> **Set exercise**: Can you rewrite each of the records below, changing "boy's" to "child's" wherever it occurs and leaving everything else unchanged?

• • • • • • •

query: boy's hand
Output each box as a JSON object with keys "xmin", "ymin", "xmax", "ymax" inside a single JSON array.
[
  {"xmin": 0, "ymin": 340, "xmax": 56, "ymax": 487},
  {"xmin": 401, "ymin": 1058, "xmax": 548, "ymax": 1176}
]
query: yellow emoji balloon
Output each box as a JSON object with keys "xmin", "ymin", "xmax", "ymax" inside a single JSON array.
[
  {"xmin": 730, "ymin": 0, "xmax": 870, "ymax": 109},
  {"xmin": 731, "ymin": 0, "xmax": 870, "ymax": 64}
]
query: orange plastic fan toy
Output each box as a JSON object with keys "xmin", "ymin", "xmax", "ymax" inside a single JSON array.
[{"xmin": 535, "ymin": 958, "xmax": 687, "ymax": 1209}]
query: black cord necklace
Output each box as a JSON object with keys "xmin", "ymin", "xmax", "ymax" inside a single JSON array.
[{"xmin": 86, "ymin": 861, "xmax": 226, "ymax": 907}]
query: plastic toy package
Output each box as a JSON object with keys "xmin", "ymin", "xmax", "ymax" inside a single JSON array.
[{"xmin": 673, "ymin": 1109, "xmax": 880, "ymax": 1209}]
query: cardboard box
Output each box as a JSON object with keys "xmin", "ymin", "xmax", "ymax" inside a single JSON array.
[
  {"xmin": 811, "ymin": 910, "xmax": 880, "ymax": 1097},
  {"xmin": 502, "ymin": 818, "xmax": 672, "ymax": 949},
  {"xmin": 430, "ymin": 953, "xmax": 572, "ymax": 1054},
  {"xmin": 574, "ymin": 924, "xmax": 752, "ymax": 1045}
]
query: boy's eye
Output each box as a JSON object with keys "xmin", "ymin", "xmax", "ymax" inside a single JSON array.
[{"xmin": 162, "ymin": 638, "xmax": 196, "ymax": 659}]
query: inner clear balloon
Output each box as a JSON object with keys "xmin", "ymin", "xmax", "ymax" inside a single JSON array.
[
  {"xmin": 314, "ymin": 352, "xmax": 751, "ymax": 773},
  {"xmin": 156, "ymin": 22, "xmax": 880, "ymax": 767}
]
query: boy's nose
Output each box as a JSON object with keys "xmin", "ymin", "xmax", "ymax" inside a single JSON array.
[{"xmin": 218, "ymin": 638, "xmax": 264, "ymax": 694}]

• • • • • • •

> **Answer in full**:
query: child's hand
Output each box as a JSON object with keys "xmin", "ymin", "xmax", "ymax" inside a single JSON array.
[
  {"xmin": 0, "ymin": 340, "xmax": 56, "ymax": 487},
  {"xmin": 401, "ymin": 1058, "xmax": 548, "ymax": 1176}
]
query: yellow emoji balloon
Output each box as a JSON object with keys "xmin", "ymin", "xmax", "ymax" inside a single JSON array.
[
  {"xmin": 730, "ymin": 0, "xmax": 870, "ymax": 109},
  {"xmin": 731, "ymin": 0, "xmax": 870, "ymax": 64}
]
query: orange plastic fan toy
Output each box as a JSON object with keys "xmin", "ymin", "xmax", "ymax" inside a single JSON array.
[{"xmin": 535, "ymin": 958, "xmax": 687, "ymax": 1209}]
query: black cord necklace
Output each box as a JSON object with keys "xmin", "ymin", "xmax", "ymax" inside a single JSON array.
[{"xmin": 86, "ymin": 861, "xmax": 226, "ymax": 907}]
query: plastic toy package
Output each box as a JSON object with keys "xmin", "ymin", "xmax", "ymax" inside a single JSON array.
[{"xmin": 673, "ymin": 1109, "xmax": 880, "ymax": 1209}]
query: cardboard box
Output each box as a JSON object with keys "xmin", "ymin", "xmax", "ymax" inside a single JSON array.
[
  {"xmin": 811, "ymin": 910, "xmax": 880, "ymax": 1097},
  {"xmin": 502, "ymin": 818, "xmax": 672, "ymax": 949},
  {"xmin": 430, "ymin": 953, "xmax": 572, "ymax": 1054},
  {"xmin": 574, "ymin": 924, "xmax": 752, "ymax": 1045}
]
query: child's eye
Output each box as a JSON object with keys "xmin", "ymin", "xmax", "ymax" inside a single JSON array.
[{"xmin": 162, "ymin": 638, "xmax": 196, "ymax": 659}]
query: inner clear balloon
Output each box as a JSON object with keys "xmin", "ymin", "xmax", "ymax" inside a single JSON array.
[
  {"xmin": 314, "ymin": 352, "xmax": 751, "ymax": 773},
  {"xmin": 156, "ymin": 22, "xmax": 880, "ymax": 767}
]
query: child's nose
Output each box as a JSON object with keys "xmin", "ymin", "xmax", "ymax" inside a single JSON array.
[{"xmin": 218, "ymin": 638, "xmax": 264, "ymax": 694}]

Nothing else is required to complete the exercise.